Supplied text:
⟨

How to shift 32 bit int by 32 (yet again)

Ok, so I know that typically left- and right- shifts are well defined only for values 0..31. I was thinking how to best extend this to include 32, which simplifies some algorithms. I came up with:

 int32 << n & (n-32) >> 5

Which seems to work. Question is, is it guaranteed to work on any architecture (C, C++, Java), and can it be done more effectively?

Solution

In Java it's guaranteed to work if those variables are of type int, since >> in Java does an arithmetic right shift and shifting more than 31 also has defined behavior. But beware of operator precedence

int lshift(int x, int n)
{
    return (x << n) & ((n-32) >> 5);
}

This will work for shift count up to 32. But it can be modified to include any int values with shift counts larger than 31 return 0

return (x << n) & ((n-32) >> 31);

However in C and C++ the size of int type and the behavior of >> operator is implementation defined. Most (if not all) modern implementations implement it as arithmetic shift for signed types though. Besides, the behavior of shifting more than the variable width is undefined. Worse yet, signed overflow invokes UB so even a left shift by 31 is also UB (until C++14). Therefore to get a well defined output you need to

Use a unsigned fixed-width type like uint32_t (so x << 31 isn't UB)

⟩

Data excerpt:
⟨

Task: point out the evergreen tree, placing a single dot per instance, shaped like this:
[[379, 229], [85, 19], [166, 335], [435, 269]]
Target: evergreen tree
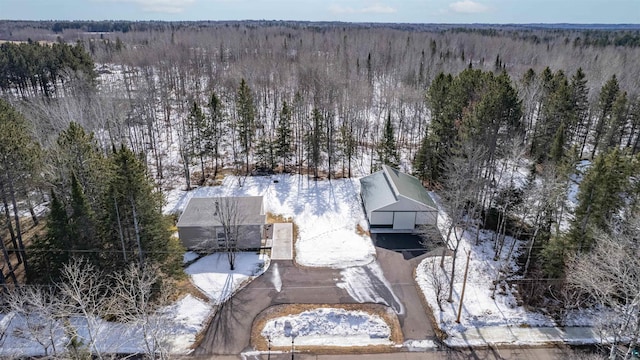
[[246, 126], [20, 169], [580, 100], [82, 226], [51, 251], [601, 195], [387, 150], [608, 94], [283, 143], [217, 129], [199, 135], [134, 225], [314, 138], [77, 154]]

⟩

Problems to solve:
1. Which unsigned fixed-width type does the thread on shifting by 32 recommend for C and C++?
2. Please print the part of the thread on shifting by 32 that runs from "How to shift" to "done more effectively?", copying it word for word.

Responses per task:
1. uint32_t

2.
How to shift 32 bit int by 32 (yet again)

Ok, so I know that typically left- and right- shifts are well defined only for values 0..31. I was thinking how to best extend this to include 32, which simplifies some algorithms. I came up with:

 int32 << n & (n-32) >> 5

Which seems to work. Question is, is it guaranteed to work on any architecture (C, C++, Java), and can it be done more effectively?